[Dataset rows]
---
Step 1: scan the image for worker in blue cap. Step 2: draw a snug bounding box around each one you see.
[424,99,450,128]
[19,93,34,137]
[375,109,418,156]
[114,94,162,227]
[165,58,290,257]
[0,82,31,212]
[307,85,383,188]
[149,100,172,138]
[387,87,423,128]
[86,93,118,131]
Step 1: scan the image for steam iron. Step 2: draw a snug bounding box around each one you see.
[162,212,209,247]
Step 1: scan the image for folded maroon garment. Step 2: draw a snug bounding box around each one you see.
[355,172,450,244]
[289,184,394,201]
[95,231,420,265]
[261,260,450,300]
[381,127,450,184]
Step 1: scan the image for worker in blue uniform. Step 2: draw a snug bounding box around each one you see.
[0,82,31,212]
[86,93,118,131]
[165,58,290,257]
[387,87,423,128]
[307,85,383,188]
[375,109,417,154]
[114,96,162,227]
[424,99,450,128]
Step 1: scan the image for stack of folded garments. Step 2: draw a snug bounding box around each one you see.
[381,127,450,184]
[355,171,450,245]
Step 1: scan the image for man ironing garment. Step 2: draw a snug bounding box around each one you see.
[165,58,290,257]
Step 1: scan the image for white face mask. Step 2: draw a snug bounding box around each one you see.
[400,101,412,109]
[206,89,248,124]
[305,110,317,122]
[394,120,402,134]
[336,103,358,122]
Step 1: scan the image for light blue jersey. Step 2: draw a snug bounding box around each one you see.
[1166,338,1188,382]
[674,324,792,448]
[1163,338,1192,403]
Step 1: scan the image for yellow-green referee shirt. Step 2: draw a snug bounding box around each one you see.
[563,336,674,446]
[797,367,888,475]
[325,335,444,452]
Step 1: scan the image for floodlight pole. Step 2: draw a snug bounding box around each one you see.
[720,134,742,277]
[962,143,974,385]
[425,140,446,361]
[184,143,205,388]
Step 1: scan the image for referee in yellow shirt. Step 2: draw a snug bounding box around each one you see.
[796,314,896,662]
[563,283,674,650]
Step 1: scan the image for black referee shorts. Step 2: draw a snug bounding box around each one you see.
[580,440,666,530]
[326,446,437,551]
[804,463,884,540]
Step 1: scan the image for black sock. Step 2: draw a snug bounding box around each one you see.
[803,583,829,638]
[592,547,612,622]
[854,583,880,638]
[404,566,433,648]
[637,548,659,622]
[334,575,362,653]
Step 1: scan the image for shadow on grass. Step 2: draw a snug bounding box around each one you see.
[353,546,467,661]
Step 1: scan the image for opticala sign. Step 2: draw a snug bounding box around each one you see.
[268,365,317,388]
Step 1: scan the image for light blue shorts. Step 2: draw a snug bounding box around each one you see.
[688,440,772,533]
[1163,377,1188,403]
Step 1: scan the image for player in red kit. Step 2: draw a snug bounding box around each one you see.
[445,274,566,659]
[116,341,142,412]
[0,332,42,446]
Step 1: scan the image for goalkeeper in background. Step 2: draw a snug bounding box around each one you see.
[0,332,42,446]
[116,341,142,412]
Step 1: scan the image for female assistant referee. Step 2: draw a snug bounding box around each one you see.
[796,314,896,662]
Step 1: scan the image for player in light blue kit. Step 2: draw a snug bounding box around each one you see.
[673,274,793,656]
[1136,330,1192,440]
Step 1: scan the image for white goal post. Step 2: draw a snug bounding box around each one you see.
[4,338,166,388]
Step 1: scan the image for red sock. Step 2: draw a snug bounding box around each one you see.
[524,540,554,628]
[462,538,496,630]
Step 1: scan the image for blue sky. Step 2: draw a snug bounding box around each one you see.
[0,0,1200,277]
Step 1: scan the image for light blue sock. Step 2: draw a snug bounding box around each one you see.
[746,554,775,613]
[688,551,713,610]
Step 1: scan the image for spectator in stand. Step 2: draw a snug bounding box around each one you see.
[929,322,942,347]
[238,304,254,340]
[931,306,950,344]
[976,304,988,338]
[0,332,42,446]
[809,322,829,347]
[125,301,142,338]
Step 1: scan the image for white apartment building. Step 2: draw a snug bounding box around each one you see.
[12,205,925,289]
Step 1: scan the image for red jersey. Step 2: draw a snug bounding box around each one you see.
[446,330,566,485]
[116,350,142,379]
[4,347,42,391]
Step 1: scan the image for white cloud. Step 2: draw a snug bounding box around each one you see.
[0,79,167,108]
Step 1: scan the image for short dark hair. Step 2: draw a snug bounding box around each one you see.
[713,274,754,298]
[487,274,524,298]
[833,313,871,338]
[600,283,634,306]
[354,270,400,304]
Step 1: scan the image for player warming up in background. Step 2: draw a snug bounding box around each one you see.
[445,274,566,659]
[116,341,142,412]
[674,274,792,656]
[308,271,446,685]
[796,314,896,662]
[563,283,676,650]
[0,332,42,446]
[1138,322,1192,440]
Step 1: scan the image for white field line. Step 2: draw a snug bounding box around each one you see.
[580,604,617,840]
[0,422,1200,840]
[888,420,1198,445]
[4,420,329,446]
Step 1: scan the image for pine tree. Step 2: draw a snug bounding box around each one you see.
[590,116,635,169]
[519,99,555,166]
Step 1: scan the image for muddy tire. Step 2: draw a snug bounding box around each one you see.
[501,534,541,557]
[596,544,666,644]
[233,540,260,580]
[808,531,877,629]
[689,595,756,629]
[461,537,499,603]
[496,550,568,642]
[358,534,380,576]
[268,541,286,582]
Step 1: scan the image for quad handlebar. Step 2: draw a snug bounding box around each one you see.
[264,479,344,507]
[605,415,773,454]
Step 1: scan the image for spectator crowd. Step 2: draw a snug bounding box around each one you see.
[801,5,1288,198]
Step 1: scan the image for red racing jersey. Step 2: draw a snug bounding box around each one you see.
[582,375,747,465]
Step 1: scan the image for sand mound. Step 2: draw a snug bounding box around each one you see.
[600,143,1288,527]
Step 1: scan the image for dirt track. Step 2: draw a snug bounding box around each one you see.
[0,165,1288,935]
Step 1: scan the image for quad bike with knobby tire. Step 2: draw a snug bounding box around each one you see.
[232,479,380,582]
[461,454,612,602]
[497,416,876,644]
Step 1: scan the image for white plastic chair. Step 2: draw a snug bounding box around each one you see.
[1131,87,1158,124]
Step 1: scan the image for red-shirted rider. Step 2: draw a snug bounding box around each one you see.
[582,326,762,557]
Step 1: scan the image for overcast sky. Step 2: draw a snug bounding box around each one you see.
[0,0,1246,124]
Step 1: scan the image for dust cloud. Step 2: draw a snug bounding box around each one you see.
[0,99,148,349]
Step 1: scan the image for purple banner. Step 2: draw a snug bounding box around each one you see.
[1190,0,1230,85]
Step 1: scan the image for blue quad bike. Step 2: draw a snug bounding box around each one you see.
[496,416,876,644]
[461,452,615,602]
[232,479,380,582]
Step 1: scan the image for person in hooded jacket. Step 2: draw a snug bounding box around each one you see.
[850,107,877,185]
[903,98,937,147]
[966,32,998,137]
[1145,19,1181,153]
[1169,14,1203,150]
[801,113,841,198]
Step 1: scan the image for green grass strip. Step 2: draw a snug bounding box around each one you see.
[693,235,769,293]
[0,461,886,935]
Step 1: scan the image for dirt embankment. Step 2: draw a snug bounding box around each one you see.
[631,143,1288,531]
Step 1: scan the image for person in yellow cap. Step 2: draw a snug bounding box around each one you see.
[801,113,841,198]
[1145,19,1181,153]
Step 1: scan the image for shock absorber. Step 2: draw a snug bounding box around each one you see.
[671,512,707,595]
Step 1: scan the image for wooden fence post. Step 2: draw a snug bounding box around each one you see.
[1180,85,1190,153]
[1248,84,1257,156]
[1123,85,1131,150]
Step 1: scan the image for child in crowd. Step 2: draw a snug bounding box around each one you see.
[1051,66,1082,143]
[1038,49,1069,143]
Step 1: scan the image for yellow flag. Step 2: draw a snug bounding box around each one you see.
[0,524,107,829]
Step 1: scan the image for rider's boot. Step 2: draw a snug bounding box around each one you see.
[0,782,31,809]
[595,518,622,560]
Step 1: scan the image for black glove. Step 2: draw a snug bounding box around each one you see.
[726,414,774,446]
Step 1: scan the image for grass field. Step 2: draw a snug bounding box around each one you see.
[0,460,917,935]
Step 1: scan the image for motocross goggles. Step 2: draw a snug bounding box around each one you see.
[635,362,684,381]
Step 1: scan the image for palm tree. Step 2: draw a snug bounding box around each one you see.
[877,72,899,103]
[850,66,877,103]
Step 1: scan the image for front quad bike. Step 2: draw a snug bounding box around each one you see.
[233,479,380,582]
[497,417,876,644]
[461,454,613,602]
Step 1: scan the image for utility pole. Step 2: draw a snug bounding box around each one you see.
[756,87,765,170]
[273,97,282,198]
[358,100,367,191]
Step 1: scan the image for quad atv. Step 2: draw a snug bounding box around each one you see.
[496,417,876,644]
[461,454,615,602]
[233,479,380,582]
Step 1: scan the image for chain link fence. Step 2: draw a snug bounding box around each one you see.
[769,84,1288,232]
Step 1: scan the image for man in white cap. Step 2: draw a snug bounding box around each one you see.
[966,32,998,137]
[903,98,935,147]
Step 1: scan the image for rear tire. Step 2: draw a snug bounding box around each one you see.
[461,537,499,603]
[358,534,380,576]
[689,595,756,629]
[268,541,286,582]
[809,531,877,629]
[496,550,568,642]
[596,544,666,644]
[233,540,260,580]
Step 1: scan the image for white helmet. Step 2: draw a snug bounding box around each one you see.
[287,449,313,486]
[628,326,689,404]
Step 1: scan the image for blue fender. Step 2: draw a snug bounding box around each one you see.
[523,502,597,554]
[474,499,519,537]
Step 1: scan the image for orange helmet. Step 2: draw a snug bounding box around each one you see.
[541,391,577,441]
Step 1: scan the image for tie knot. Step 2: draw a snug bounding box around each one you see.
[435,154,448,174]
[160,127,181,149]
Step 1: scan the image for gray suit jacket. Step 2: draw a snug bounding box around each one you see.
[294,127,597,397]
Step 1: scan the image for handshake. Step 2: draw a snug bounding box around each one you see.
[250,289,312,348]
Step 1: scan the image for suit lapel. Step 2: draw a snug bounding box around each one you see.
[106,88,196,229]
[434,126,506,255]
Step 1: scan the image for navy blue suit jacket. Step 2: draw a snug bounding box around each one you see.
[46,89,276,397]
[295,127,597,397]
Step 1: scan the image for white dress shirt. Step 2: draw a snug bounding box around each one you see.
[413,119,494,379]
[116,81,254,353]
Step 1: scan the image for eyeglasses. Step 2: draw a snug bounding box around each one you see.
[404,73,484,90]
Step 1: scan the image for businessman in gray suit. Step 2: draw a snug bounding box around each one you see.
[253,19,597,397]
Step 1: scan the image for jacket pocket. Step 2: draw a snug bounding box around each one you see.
---
→ **Goal of the exercise**: Copy out every line of the entries, from the line containing "Step 1: scan the image for player in red" through the line containing "[688,551,713,610]", with both ends included. Increase each bounding box coordinate by 71 and leave all other text unchanged.

→ **Answer to this problem**:
Step 1: scan the image for player in red kit. Step 2: draw a snug bounding box around each one you see.
[516,345,637,730]
[187,412,213,483]
[71,403,113,517]
Step 1: scan the image for goalkeeper in background. Step 2: draw a snug bounding box around each one you see.
[71,403,113,517]
[187,412,213,483]
Step 1: scan the image for female assistant referee. Step 2: draw a snug bounding box around each one you see.
[867,385,967,733]
Step 1: scan the image for player in light blue kit. Step 2: draw a snug bounding box around each one you see.
[744,345,864,727]
[1207,401,1263,511]
Step 1: scan the image for white goal post. Step 2: draw a snug bounding box around each one you see.
[75,409,237,459]
Step 1: scan the image for red sock. Step 2: draw a snug bounding box around each one you see.
[595,611,625,699]
[533,609,567,701]
Step 1: scan the image for blue sky. Step 2: draw a snug bounding box around each one you see.
[71,71,1271,348]
Step 1: scan the image for light blue sock. Step 2: draw a snug bounding box around each one you see.
[817,625,846,684]
[759,622,784,681]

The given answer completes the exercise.